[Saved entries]
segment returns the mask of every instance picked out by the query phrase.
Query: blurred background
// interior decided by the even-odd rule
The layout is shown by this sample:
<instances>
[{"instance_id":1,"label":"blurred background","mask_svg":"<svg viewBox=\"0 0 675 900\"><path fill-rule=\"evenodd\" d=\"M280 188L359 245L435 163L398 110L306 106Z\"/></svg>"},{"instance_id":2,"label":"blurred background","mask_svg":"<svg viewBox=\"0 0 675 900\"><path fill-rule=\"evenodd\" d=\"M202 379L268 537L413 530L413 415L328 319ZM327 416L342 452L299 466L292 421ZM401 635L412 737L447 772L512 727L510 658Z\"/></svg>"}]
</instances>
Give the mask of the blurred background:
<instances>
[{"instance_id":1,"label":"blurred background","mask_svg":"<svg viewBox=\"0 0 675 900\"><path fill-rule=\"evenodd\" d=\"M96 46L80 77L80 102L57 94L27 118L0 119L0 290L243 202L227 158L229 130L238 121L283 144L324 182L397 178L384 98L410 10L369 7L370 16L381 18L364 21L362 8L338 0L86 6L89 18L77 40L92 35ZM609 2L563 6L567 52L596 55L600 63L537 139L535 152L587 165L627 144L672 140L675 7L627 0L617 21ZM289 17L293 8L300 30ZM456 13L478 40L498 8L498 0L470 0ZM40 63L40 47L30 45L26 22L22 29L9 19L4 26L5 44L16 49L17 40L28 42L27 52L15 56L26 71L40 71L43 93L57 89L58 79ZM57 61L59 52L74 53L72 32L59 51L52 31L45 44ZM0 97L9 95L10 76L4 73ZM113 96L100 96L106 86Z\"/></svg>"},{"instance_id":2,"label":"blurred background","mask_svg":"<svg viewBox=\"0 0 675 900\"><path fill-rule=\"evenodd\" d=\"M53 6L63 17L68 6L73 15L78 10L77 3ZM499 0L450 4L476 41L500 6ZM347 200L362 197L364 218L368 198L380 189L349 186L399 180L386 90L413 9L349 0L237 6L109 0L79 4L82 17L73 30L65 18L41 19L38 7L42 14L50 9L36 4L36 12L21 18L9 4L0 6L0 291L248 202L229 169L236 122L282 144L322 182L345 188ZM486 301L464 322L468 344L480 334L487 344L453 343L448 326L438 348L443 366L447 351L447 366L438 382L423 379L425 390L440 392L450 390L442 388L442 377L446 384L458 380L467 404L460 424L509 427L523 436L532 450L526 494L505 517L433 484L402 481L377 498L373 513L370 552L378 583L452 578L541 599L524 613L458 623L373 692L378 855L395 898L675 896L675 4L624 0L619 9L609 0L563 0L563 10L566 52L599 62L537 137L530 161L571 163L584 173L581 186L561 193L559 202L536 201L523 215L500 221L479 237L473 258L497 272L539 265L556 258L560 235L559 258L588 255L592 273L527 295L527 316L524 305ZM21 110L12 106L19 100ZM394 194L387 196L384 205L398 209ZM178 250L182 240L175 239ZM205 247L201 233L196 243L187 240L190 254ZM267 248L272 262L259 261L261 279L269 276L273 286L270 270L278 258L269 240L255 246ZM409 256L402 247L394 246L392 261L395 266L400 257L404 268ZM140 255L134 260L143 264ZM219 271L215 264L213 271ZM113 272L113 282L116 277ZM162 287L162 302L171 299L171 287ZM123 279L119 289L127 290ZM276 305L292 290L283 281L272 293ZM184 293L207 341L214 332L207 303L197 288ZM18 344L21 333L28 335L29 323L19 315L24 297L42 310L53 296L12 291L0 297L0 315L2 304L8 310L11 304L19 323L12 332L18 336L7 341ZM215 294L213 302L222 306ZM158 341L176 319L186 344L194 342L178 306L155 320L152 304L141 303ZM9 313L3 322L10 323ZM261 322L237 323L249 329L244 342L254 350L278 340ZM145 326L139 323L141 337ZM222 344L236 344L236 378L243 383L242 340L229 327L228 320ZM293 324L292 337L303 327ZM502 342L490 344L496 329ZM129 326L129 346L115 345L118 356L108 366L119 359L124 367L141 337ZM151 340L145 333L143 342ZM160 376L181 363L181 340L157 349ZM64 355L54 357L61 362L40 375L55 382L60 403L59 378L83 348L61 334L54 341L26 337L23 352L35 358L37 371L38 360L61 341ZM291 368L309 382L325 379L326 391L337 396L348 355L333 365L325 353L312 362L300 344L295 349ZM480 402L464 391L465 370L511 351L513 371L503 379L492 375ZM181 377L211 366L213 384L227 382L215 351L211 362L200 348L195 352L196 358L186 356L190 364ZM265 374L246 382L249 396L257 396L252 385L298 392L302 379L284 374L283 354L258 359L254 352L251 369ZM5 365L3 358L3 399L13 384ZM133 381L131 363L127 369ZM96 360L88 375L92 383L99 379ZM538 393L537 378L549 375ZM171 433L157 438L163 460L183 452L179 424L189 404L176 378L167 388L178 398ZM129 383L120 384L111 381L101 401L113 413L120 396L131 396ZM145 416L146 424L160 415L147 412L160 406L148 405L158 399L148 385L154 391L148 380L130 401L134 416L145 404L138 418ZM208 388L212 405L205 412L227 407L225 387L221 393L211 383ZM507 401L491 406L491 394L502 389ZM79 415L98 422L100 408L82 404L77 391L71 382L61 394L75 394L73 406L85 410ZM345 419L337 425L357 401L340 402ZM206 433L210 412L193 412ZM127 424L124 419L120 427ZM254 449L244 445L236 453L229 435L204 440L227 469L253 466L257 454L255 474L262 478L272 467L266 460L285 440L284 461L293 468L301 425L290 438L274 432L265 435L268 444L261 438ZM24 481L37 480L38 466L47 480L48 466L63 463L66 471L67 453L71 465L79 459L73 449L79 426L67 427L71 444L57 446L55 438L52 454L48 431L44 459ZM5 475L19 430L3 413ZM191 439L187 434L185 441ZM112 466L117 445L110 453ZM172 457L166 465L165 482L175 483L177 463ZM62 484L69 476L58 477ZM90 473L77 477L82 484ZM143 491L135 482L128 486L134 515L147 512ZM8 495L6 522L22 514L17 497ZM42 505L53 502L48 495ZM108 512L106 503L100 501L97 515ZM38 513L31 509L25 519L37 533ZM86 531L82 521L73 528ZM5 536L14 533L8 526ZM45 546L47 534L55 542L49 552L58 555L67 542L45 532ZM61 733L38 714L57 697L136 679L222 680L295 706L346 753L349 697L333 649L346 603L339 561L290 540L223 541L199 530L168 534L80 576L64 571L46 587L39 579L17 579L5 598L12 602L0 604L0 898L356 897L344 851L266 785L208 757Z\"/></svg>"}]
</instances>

EXERCISE PROMPT: Retype the entries one by one, exactly.

EXPECTED ANSWER:
segment returns the mask of every instance picked out by the query phrase.
Query: blurred background
// interior decided by the even-odd rule
The layout is shown by this sample:
<instances>
[{"instance_id":1,"label":"blurred background","mask_svg":"<svg viewBox=\"0 0 675 900\"><path fill-rule=\"evenodd\" d=\"M280 188L359 245L435 163L398 110L306 106Z\"/></svg>"},{"instance_id":2,"label":"blurred background","mask_svg":"<svg viewBox=\"0 0 675 900\"><path fill-rule=\"evenodd\" d=\"M202 379L268 537L413 530L413 415L328 319ZM327 416L342 452L299 466L292 421ZM401 635L412 737L447 772L512 727L510 658Z\"/></svg>"}]
</instances>
Give the mask of the blurred background:
<instances>
[{"instance_id":1,"label":"blurred background","mask_svg":"<svg viewBox=\"0 0 675 900\"><path fill-rule=\"evenodd\" d=\"M96 46L80 77L80 102L57 94L27 118L0 119L0 290L243 202L227 158L229 130L238 121L283 144L324 182L397 178L384 98L410 10L369 7L370 16L381 18L364 21L362 8L338 0L86 6L89 18L77 40L92 35ZM609 2L563 6L567 52L596 55L600 63L537 139L535 152L587 165L627 144L672 140L675 7L627 0L617 21ZM289 17L293 8L300 30ZM456 13L478 40L498 8L498 0L470 0ZM40 63L40 47L30 45L26 22L22 29L9 19L4 26L5 44L16 49L17 40L28 42L27 52L15 56L26 71L40 71L43 93L57 89L58 79ZM57 61L59 52L74 53L72 32L59 51L52 31L45 44ZM0 97L9 95L10 76L4 73ZM113 96L100 96L106 86Z\"/></svg>"},{"instance_id":2,"label":"blurred background","mask_svg":"<svg viewBox=\"0 0 675 900\"><path fill-rule=\"evenodd\" d=\"M53 6L63 17L68 6L73 15L78 10L77 3ZM499 0L450 4L476 41L500 6ZM347 200L362 197L364 218L368 198L380 189L349 186L399 180L386 90L413 9L349 0L237 6L109 0L79 4L82 17L73 30L65 18L41 19L38 7L42 14L50 9L36 4L36 12L21 18L9 4L0 6L0 291L248 202L229 169L236 122L282 144L322 182L345 188ZM486 301L464 322L468 344L480 334L487 344L453 343L448 326L438 348L443 366L447 351L447 366L438 382L423 379L425 390L440 392L450 390L442 388L442 377L446 384L458 380L467 404L460 424L509 427L523 436L532 450L526 494L505 517L433 484L402 481L377 498L373 513L370 552L378 583L452 578L541 599L524 613L458 623L373 692L378 855L395 898L675 896L675 4L624 0L619 9L609 0L563 0L563 10L566 52L599 62L537 137L530 161L571 163L584 173L581 186L561 193L559 202L536 201L523 215L500 221L479 237L473 258L497 272L539 265L556 258L560 235L559 258L588 255L592 273L527 295L527 316L524 305ZM21 110L12 106L19 100ZM394 194L387 196L384 205L398 209ZM178 250L182 240L175 239ZM205 247L201 233L196 243L187 240L190 254ZM267 248L272 262L259 261L261 279L269 276L273 286L270 270L278 258L269 240L255 246ZM409 256L402 247L394 246L392 261L395 266L400 257L404 268ZM140 255L134 260L143 264ZM219 271L215 264L213 271ZM113 272L113 282L116 277ZM162 287L162 302L171 299L171 287ZM123 279L119 289L127 290ZM276 305L292 290L283 281L272 293ZM184 293L207 341L214 332L207 303L197 288ZM18 344L21 333L28 335L29 323L19 315L24 297L42 310L53 296L12 291L0 297L0 315L2 304L8 310L11 304L19 323L12 332L18 336L7 341ZM215 294L213 302L222 306ZM158 341L176 319L186 344L194 342L178 306L155 320L152 304L141 303ZM9 313L3 322L10 323ZM261 322L237 323L249 329L244 342L254 350L278 340ZM145 326L139 323L141 337ZM222 344L236 344L236 378L243 383L242 340L229 327L228 320ZM293 324L292 337L303 327ZM502 342L490 344L496 329ZM129 326L129 346L115 345L118 356L108 366L119 359L124 367L141 337ZM151 340L145 333L143 342ZM160 376L181 363L181 340L157 349ZM64 355L54 357L61 362L40 375L55 382L60 403L59 378L83 348L61 334L54 341L26 337L23 352L35 358L37 371L38 360L61 341ZM291 368L309 382L325 379L326 391L337 396L348 355L333 365L325 353L312 362L300 344L295 349ZM480 402L464 391L465 370L511 351L513 371L503 379L492 375ZM181 377L211 366L213 384L227 382L215 351L211 362L200 348L195 352L196 358L186 356L190 364ZM265 374L246 382L249 396L257 396L252 385L298 392L302 379L284 374L283 354L258 359L254 352L251 369ZM5 365L3 358L3 399L13 384ZM133 381L131 363L127 369ZM96 360L88 375L92 383L99 379ZM538 393L537 378L549 375ZM171 433L157 438L163 460L183 452L179 424L189 404L176 378L167 388L178 398ZM129 383L120 384L111 381L101 401L113 413L120 396L131 396ZM145 416L146 424L160 415L147 412L160 406L148 405L158 399L148 385L154 391L148 380L130 401L134 416L145 404L138 418ZM208 388L212 405L205 412L227 407L225 387L221 393L211 383ZM507 401L491 406L491 394L502 389ZM79 415L98 422L100 408L82 404L77 391L71 382L61 394L75 394L73 406L85 410ZM345 419L337 425L357 401L340 402ZM206 433L210 412L193 412ZM127 424L124 419L120 427ZM254 449L244 445L236 453L229 435L204 440L227 469L253 466L257 454L255 474L262 478L272 467L266 460L285 440L284 461L293 468L301 425L290 438L274 432L265 435L268 444L261 438ZM24 481L37 480L38 466L47 480L48 466L63 463L66 471L67 453L71 465L79 459L73 449L79 426L67 427L71 444L57 446L55 438L52 454L48 431L44 459ZM5 475L19 430L3 413ZM191 439L187 434L185 441ZM112 466L117 445L110 453ZM172 457L166 465L165 482L175 483L177 463ZM62 484L69 476L58 477ZM90 473L77 477L82 484ZM143 491L135 482L128 486L134 515L147 512ZM8 495L6 522L22 514L17 497ZM42 505L53 502L48 495ZM108 512L106 503L100 501L97 515ZM38 513L31 509L25 519L37 533ZM86 531L82 521L73 528ZM5 536L14 533L8 526ZM45 546L47 534L55 542L49 552L58 555L67 542L45 532ZM61 733L38 714L57 697L136 679L222 680L295 706L346 753L349 697L333 649L346 603L339 561L290 540L223 541L199 530L168 534L80 576L64 571L46 587L39 579L17 579L5 598L12 602L0 604L0 898L356 897L344 851L266 785L208 757Z\"/></svg>"}]
</instances>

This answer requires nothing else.